■ TASK BRIEF ■
Only the lines from the one containing "for the yellow-green" through the final line of the material below should be output, exactly as they stand.

■ DATA SUPPLIED ■
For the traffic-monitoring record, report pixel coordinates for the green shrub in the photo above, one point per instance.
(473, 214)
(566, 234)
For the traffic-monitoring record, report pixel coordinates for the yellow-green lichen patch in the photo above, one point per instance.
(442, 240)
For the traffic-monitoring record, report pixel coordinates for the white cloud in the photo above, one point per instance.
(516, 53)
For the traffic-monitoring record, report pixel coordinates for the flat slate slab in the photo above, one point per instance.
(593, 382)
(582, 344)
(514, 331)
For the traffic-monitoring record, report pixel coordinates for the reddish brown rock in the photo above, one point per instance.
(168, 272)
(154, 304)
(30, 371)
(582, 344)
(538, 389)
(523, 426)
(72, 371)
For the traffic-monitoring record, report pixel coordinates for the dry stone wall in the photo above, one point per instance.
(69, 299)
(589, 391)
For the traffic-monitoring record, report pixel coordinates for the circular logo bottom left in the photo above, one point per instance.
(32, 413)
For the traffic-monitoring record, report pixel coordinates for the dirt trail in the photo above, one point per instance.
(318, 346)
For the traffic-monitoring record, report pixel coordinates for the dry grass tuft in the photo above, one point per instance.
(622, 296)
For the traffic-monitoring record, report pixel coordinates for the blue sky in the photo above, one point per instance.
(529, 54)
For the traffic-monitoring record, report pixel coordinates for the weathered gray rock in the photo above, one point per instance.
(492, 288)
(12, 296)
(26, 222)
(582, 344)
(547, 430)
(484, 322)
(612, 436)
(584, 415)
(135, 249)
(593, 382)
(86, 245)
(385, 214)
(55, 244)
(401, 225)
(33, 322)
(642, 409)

■ ANSWER TO THE TASK ■
For the traffic-monitoring record, report pixel coordinates for the yellow-green lichen patch in the photo above, one point per instance.
(442, 240)
For the traffic-monitoring record, report pixel coordinates for the white cloud in the photo above, one point per instance.
(516, 53)
For the traffic-monitoring record, report pixel coordinates for the flat slate slab in the photo above, one point per instance.
(593, 382)
(582, 344)
(514, 331)
For the traffic-monitoring record, report pixel coordinates for the reddish brown rock in the photo above, one point per instance.
(168, 272)
(154, 304)
(30, 371)
(582, 344)
(538, 389)
(523, 426)
(72, 371)
For the traffic-monitoring record, report pixel coordinates for the dry stone wall in the photo above, one point per instance.
(69, 299)
(589, 391)
For the traffic-monitoring record, report pixel coordinates for the circular logo bottom left in the photo above, one point per instance.
(32, 413)
For the traffic-monitoring record, report pixel coordinates for the dirt trail in the photo above, one point per instance.
(318, 346)
For the traffic-monitoring record, report pixel coordinates for the dry grass tuft in the photo above, one point per instance.
(622, 296)
For the traffic-monitoring record, report pixel coordinates for the blue sky in the photo above, one point per instance.
(529, 54)
For the traffic-monitoring record, report pixel coordinates for the weathered gray rock in the photo above, one point per instance.
(492, 288)
(12, 296)
(26, 222)
(582, 344)
(547, 430)
(484, 322)
(612, 436)
(584, 415)
(135, 249)
(593, 382)
(86, 245)
(385, 214)
(55, 244)
(401, 225)
(33, 322)
(642, 409)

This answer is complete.